Copy out all of the data below with no alterations.

>>>

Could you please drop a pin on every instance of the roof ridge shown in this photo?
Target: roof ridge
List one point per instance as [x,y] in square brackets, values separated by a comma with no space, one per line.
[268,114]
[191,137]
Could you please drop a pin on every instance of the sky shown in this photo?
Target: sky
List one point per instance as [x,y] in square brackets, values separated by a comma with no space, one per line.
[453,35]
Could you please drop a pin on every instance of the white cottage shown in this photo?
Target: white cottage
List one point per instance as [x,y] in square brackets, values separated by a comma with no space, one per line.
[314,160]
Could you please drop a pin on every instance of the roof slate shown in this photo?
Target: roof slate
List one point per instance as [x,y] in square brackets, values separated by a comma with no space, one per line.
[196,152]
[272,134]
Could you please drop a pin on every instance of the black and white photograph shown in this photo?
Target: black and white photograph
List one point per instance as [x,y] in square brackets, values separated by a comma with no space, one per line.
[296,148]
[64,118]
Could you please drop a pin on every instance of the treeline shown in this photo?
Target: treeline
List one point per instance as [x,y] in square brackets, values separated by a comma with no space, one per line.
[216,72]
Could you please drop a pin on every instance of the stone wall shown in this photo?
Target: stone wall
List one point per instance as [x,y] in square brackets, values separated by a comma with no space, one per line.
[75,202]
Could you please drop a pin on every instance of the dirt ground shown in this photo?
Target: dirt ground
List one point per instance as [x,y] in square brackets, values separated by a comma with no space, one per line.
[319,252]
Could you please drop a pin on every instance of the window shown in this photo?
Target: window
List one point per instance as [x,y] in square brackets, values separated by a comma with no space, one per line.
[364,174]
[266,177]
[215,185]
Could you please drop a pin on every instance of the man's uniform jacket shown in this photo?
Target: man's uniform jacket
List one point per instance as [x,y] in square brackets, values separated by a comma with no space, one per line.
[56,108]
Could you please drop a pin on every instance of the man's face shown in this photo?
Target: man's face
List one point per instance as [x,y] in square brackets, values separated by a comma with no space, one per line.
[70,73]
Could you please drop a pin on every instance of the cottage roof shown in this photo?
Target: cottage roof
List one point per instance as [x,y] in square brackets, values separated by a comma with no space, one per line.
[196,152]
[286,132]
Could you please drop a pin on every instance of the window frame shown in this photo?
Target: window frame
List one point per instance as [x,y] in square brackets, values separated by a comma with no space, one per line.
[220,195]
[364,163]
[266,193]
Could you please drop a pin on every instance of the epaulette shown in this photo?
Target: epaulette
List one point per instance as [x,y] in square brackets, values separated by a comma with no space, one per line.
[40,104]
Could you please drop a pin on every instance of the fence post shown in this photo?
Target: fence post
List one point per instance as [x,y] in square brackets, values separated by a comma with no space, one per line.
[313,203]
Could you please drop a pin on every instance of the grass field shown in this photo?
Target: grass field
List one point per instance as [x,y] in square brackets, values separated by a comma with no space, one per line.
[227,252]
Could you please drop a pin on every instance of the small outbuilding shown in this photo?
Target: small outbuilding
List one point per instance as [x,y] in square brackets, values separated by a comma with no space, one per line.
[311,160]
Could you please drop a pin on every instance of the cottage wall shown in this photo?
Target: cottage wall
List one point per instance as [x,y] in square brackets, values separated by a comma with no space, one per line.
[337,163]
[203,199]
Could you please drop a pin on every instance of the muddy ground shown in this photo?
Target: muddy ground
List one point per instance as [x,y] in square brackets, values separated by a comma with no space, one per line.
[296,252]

<<<

[YOUR RESPONSE]:
Could you please drop a pin on every instance of the roof ridge shown in this photo?
Target: roof ridge
List one point per instance as [x,y] in square brackets, values separated by a comma with no space, one per line.
[268,114]
[191,137]
Could you please drop a pin on every instance of the sky shown in this photo?
Target: sky
List one point per instance as [x,y] in square brackets, values separated by a comma with no space, one per line.
[453,35]
Could you please drop a pin on every instance of the white cottage shown in this photo?
Target: white cottage
List one point per instance as [x,y] in square brackets, values separated by a comma with no space, one per line.
[314,160]
Could you please drop a pin on every instance of the roof slate shown in this photo?
Target: roof slate
List one point per instance as [x,y] in square brackets, values separated by a comma with no space, one per line.
[196,152]
[272,134]
Could you please drop a pin on every instance of the black and white photograph shown in this photo?
Target: black and white photograph
List one point per instance as [x,y] in square brackets, values separated by a comma with no space, one per line.
[296,148]
[64,118]
Could you please drop a pin on every instance of the treeline shown in this photo?
Target: treeline
List one point per instance as [x,y] in square brackets, values separated by a comma with no space, one per line.
[216,72]
Could you please drop a pin on every instance of the stone wall shown in this photo?
Target: stone wall
List one point per instance as [x,y] in square brackets, values separated by a comma with no space, one per line.
[75,202]
Could you please drop a pin on every instance of the dirt ground shown in this photo?
Target: dirt ground
List one point per instance as [x,y] in square brackets, values separated by a comma with no space, one per line.
[319,252]
Could you please drop a pin on every instance of the window shown in this photo?
Target: window
List one point per instance as [x,y] in square brackets, values separated by a comma with no space, one per line.
[364,174]
[266,177]
[215,185]
Could you please drop a pin on every instance of the man's uniform jacket shown in this photo?
Target: man's uniform jacket
List one point per instance as [x,y] in square brackets, values separated by a comma with no space, one per line.
[56,108]
Could you please drop a pin on every instance of the man's face shown in this photo?
Target: man's face
List one point per instance as [x,y] in square brackets, values separated by a comma with no space, one per line.
[70,73]
Could you please drop a pin on every instance of the cottage roof shown in this photo?
Target: cottage roof
List one point per instance as [x,y] in square brackets, values separated by a comma with no space, one per line.
[196,152]
[286,132]
Could you please drop a pin on every instance of the window frame shown in this photo?
Target: window frame
List one point per instance as [x,y] in square brackets, values separated by a comma with no space, one per line.
[220,195]
[364,163]
[266,193]
Could you please drop a pin on every instance of the epaulette shown in this photo?
Target: epaulette
List one point per instance as [x,y] in square brackets, values separated by a comma with no space, one per line.
[40,104]
Could you please drop a pin on every instance of the fence post shown in this photo?
Target: fence post
List one point per instance as [x,y] in square brackets, values separated by a comma with no space, one per line.
[313,203]
Could you please drop a pin on every instance of the grass field shown in this photo?
Target: grass field
List one point per instance as [x,y] in square brackets, values separated by a comma with no space, one per line.
[227,252]
Could you please drop a pin on every instance of the small outbuilding shown in this photo?
Target: small outbuilding
List one point per instance as [x,y] in square brackets, values separated by a comma with no space, one per line.
[311,160]
Could you please drop a pin on every instance of the cottage wall shown in this photo?
Target: cottage wall
List one point per instance as [x,y] in square brackets, values separated by a comma with no space, one per line.
[337,163]
[203,199]
Could you please drop a pin on every instance of the muddy ground shown in this photo?
Target: muddy ground
List one point per instance as [x,y] in square brackets, values separated by a comma with no space, one per line.
[296,252]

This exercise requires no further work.